OBJECTIVE 1
Copy the stretch from "Assuming time, I" through "plus blue prints." in the forum thread on set models.
OBJECTIVE 2
In the forum thread on set models, whom does the sentence beginning "Made lots of models over the years" say the scale model helped inspire?
OBJECTIVE 3
In the forum thread on set models, what does bobgaggle name as the only shortcoming of a model?

━━ QUOTED TEXT

Models are also a good way to see what aspects of the set you may have overlooked during planning, like the occasional impossible walkway or retreat.


----------



## bobgaggle (Dec 7, 2009)

A model for a set in invaluable, like van said they help the director understand the set and in the long run, can save time/money/effort later in the game. They also 

the only shortcoming of a model is dynamic set changes. Automation is difficult to display with a scale model


----------



## ship (Dec 8, 2009)

These days Vectorworks or a few other programs are much easier to convert from the plug and time is valuable. Such drawings are amazing in how realistic they have become as with how much easier it is to Cadd something and convert it to 3D perspective. But on the other hand a two dimensional drawing of the scenery and lighting can only do so much especially for those directors that are not more skilled in looking at a plot or floor plan plus other drawings in converting it into a scale painting. Heck a few olden days story boards or scenic drawings of the set would be the same as a Vectorworks drawing.

If I could count up amount of hours from a simple change hand re-drawn, than facing a scale model for presentation - hopefully beyond just a B&W version.., wished I had gotten further in drafing my sets on Cadd so I might have time to make a model, and from there the hours on a model, wish I had time to work on the set or do more work on the design in most times not even having time to finish the model completely or decide what color that boat would be I was designing given all the work I had to do.

Scale models are great, would never sell off my 1/2"=1' scale futniture and people (or were they 1/4" scale.) Made lots of models over the years and can't say they ever helped me with the design but that scale model did help inspire the director a lot, inspire the cast and other designers also. Sometimes thats' important in a way just some color printing just won't help with especially if lower down the tech scale. Can't fault someone that might find advantage to a three dimensional scale model of what they will see on stage.

Assuming time, I will have loved to finilize a design with the director by way of a model. This is what you will get. All now fully understood this with sketches and drawings plus blue prints.

This on the other hand mostly out of the concept of conveying your thoughts to that of the director and other designers and inspiring the cast and crew such a model. Such a model on the other hand perhaps is absolutely not necessary for those more trained you are working with in understanding your vision sufficient to agree or modify its concept to better fit their overall vision.

In the end I would say that it mostly depends on what scale of production you are working on with co-wokers what need that model is. Perhaps in such cases where a model is needed, you don't need to spend as much time on say rear side detailed flat or construction drawings and can spend more time on the model. Shop's gonna wing it anyway and or won't understand a complex drawing mostly in such conditions or you are the MC also and already know what has to be built.

Scale and scope of those you work with on production as with having assistants to build the model for you in some say mid way or end result. Depends on the staff and production if a model or time spent on shop drawings is more needed of your time. This much less one don't just crap out a show, how much lead time you have to study, discuss and come up with a design concept also plays a huge factor.

━━━━
━━ INFORMATION SHOWN

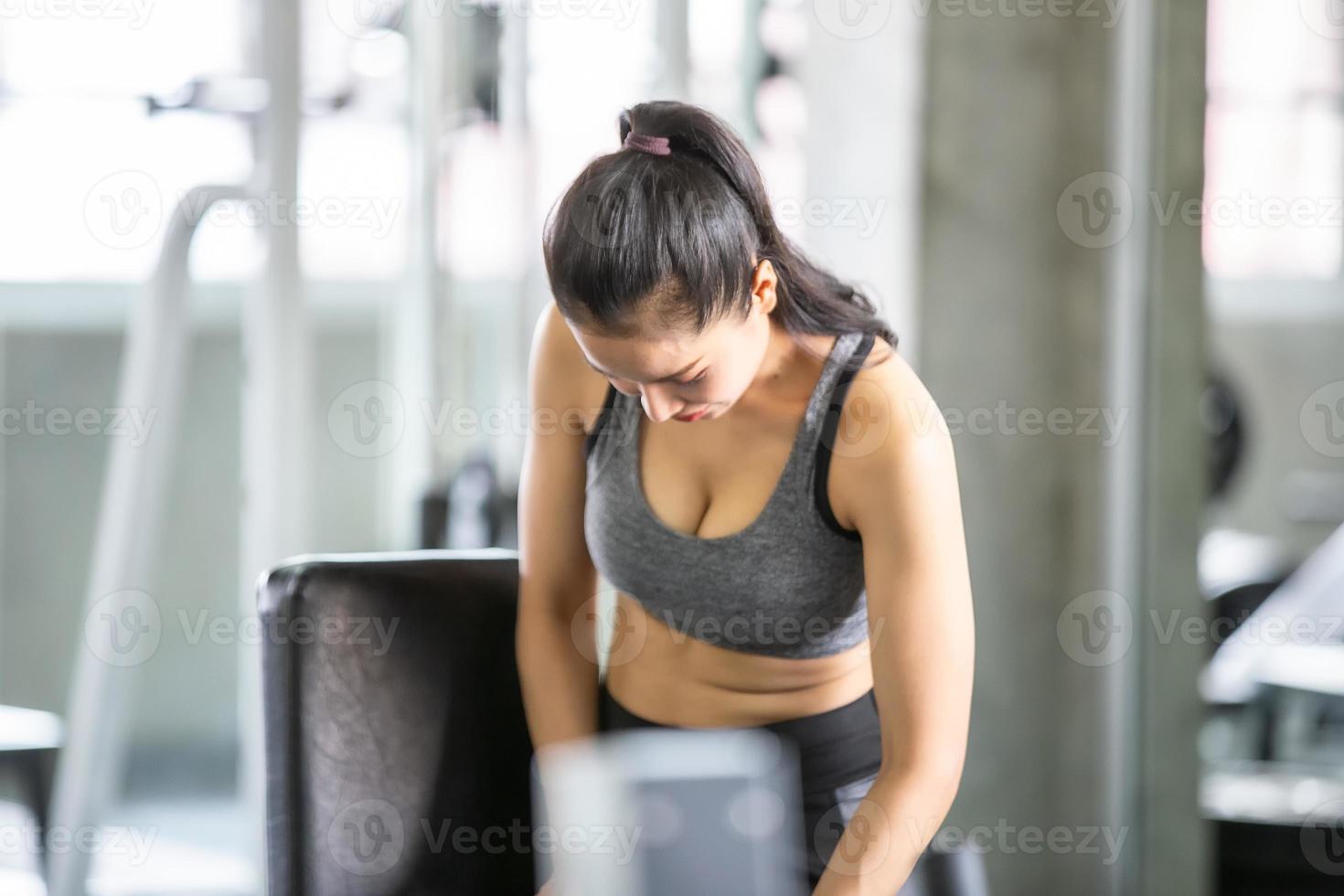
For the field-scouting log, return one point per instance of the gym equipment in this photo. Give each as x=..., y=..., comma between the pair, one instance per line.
x=398, y=759
x=397, y=750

━━━━

COMPLETE OUTPUT 1
Assuming time, I will have loved to finilize a design with the director by way of a model. This is what you will get. All now fully understood this with sketches and drawings plus blue prints.

COMPLETE OUTPUT 2
the director
the cast
other designers

COMPLETE OUTPUT 3
Dynamic set changes, since automation is difficult to display with a scale model.